# [REQUIREMENT]
Turn the records below, from the line containing "the woman with" through the end of the records, into a JSON list of strings with one string per line and blank lines left out.

Dataset excerpts on object pointing:
+++

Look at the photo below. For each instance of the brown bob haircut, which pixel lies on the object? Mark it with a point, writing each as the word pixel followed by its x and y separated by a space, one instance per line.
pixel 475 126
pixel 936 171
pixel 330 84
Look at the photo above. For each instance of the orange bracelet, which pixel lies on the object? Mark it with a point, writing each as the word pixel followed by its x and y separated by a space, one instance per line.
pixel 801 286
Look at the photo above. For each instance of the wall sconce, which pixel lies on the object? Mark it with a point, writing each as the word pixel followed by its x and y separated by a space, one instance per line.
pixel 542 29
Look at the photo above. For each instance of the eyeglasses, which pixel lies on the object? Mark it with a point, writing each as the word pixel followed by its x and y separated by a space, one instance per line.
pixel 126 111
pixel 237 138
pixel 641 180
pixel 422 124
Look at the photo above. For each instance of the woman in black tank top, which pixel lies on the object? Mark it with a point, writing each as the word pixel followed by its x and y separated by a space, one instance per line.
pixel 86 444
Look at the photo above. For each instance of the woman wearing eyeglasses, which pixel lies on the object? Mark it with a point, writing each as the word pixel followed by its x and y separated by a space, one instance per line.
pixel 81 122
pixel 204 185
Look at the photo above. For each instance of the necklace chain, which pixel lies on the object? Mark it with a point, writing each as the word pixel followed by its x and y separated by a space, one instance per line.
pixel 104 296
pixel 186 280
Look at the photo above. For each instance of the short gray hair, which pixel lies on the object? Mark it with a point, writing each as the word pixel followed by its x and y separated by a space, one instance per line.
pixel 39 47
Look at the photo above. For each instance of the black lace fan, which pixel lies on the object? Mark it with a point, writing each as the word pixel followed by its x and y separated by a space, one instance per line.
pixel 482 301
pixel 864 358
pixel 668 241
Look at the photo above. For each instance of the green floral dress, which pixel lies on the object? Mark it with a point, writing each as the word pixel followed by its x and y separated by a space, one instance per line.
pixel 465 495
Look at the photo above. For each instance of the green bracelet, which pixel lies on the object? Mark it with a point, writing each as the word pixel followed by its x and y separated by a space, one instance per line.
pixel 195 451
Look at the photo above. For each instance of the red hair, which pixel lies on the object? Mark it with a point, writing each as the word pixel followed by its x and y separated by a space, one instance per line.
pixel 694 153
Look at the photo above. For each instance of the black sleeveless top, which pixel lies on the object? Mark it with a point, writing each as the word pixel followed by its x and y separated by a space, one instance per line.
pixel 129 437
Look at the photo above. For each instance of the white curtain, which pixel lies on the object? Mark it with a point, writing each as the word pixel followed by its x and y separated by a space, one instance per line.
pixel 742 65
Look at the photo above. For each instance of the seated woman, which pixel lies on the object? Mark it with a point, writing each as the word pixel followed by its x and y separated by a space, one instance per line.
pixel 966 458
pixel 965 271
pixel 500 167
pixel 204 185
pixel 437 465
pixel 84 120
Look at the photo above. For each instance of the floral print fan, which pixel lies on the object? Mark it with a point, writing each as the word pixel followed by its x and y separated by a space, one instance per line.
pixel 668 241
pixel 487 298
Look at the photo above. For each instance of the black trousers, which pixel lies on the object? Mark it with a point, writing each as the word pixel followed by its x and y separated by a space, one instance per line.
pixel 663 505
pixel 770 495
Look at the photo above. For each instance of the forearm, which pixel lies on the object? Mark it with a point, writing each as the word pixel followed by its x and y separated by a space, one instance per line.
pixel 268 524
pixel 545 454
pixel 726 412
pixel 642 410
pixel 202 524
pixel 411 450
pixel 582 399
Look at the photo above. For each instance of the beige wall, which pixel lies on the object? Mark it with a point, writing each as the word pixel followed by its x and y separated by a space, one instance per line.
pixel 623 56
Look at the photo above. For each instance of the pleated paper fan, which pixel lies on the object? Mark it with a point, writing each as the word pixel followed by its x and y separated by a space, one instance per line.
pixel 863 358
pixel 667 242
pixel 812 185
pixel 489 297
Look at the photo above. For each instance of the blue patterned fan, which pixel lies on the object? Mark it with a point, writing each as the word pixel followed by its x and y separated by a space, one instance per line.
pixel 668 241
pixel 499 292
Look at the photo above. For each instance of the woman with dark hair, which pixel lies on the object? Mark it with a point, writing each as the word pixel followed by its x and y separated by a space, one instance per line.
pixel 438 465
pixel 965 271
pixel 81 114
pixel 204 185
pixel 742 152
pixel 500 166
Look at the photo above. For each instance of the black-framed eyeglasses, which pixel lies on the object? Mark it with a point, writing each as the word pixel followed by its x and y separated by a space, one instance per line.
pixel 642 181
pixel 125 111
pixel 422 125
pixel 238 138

+++

# [RESULT]
[
  "Look at the photo above. For each instance of the woman with dark hair, which pixel lies on the object? Mark it with a point, writing each as the word pixel followed by its x and y separated by a space, one instance per line.",
  "pixel 438 465",
  "pixel 965 271",
  "pixel 81 114",
  "pixel 204 185",
  "pixel 742 152",
  "pixel 500 166",
  "Look at the photo above. For each instance of the black-framed eyeglasses, which pixel lies on the object? Mark it with a point, writing each as the word pixel followed by its x and y separated by a space, one instance per line.",
  "pixel 642 181",
  "pixel 125 111",
  "pixel 422 125",
  "pixel 238 138"
]